** Opening Text excerpt block **
CRT May Help Some Infants Recover After Biventricular Heart-Defect Surgery

Larry Hand

October 06, 2016

TORONTO, ON — Short-term cardiac resynchronization therapy (CRT) may improve blood pressure in infants who undergo undergo biventricular surgery for congenital heart disease, according to results of a small clinical trial published online September 26, 2016 in Heart Rhythm[1].

"These results are preliminary, as the study was small. Thus, it's power is limited. However, the implications are exciting," Dr Elizabeth A Stephenson (Hospital for Sick Children, Toronto, ON) told heartwire from Medscape. "This may well offer another maneuver to support the most vulnerable children after [cardiopulmonary] bypass when electrical dyssynchrony in the form of a widened QRS is present."

Stephenson and colleagues conducted a randomized trial involving 42 infants younger than 4 months who had had biventricular surgery for congenital heart disease and either standard care (n=21) or standard care plus CRT for 48 hours or until extubation (n=21). The most common indications for surgery were transposition of the great arteries with or without ventricular septal defect, tetralogy of Fallot, and coarctation of the aorta with ventricular septal defect.

Although the change in cardiac index (CI) did not differ between groups, the researchers observed a trend toward improvement in infants with wide QRS who received CRT (n=9) vs wide QRS controls (n=8), who experienced the smallest CI increase.

Infants with wide QRS who received CRT experienced significantly higher blood pressure than controls (+7.14 mm Hg, P=0.02).

Researchers found that infants with narrow QRS in both groups experienced a significant increase in CI.

The infants experienced no adverse events from pacing.
** Closing Text excerpt block **
• [Required work]:
1. Quote the article on CRT in infants word for word, starting at "Although the change" and ending at "events from pacing.".
2. According to the article on CRT in infants, in which journal were the trial results published?
3. For each statement, say whether it agrees with the article on CRT in infants. Answer yes or no, and quote the words that decide it. (a) Infants in the CRT group received standard care plus CRT for 48 hours or until extubation. (b) Some infants had adverse events from pacing. (c) The change in cardiac index differed between the two groups.
** Opening Given information block **
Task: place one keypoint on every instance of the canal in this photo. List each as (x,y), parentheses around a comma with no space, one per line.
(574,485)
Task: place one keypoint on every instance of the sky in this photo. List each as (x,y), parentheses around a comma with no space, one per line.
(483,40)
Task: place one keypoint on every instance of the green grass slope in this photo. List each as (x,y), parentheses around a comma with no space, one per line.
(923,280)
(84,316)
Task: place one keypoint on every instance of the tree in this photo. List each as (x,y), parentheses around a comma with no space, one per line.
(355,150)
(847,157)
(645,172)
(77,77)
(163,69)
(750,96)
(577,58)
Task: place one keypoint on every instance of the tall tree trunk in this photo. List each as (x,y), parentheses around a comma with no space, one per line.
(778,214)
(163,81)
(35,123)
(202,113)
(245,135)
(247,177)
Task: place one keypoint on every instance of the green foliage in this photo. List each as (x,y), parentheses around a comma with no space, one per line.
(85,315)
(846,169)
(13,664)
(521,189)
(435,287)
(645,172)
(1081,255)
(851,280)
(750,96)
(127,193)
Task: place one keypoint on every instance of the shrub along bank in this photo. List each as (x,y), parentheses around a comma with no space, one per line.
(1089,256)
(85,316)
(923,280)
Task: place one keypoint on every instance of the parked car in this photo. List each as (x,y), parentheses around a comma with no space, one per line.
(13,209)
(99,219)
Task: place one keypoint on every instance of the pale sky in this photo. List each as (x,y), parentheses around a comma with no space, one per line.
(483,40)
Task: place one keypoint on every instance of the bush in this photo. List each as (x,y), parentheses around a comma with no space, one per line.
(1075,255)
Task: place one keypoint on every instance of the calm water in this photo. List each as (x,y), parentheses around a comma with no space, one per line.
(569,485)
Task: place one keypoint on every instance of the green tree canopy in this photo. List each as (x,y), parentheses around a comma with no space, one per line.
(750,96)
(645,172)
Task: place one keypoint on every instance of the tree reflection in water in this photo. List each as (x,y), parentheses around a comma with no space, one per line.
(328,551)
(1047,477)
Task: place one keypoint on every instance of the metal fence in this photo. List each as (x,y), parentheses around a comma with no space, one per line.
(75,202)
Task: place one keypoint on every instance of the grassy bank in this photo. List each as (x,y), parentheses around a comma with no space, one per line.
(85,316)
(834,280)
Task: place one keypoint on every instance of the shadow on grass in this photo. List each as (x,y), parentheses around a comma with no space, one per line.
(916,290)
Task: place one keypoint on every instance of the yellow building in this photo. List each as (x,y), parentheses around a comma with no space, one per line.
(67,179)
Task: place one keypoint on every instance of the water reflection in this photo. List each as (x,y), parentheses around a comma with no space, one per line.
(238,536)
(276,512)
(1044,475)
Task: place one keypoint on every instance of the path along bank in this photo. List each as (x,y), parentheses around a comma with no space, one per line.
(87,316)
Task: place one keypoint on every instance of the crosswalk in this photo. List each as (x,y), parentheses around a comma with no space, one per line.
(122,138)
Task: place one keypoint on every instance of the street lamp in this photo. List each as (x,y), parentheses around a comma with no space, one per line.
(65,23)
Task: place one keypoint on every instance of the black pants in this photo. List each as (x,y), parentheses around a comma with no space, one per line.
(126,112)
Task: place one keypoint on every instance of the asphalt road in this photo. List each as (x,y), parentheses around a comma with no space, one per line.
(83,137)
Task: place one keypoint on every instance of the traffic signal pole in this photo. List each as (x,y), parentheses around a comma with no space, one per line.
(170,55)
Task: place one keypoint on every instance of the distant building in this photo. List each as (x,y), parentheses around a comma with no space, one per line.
** Closing Given information block **
• [Response list]:
1.
Although the change in cardiac index (CI) did not differ between groups, the researchers observed a trend toward improvement in infants with wide QRS who received CRT (n=9) vs wide QRS controls (n=8), who experienced the smallest CI increase.

Infants with wide QRS who received CRT experienced significantly higher blood pressure than controls (+7.14 mm Hg, P=0.02).

Researchers found that infants with narrow QRS in both groups experienced a significant increase in CI.

The infants experienced no adverse events from pacing.

2. Heart Rhythm

3.
(a) Yes: "standard care plus CRT for 48 hours or until extubation (n=21)"
(b) No: "The infants experienced no adverse events from pacing."
(c) No: "the change in cardiac index (CI) did not differ between groups"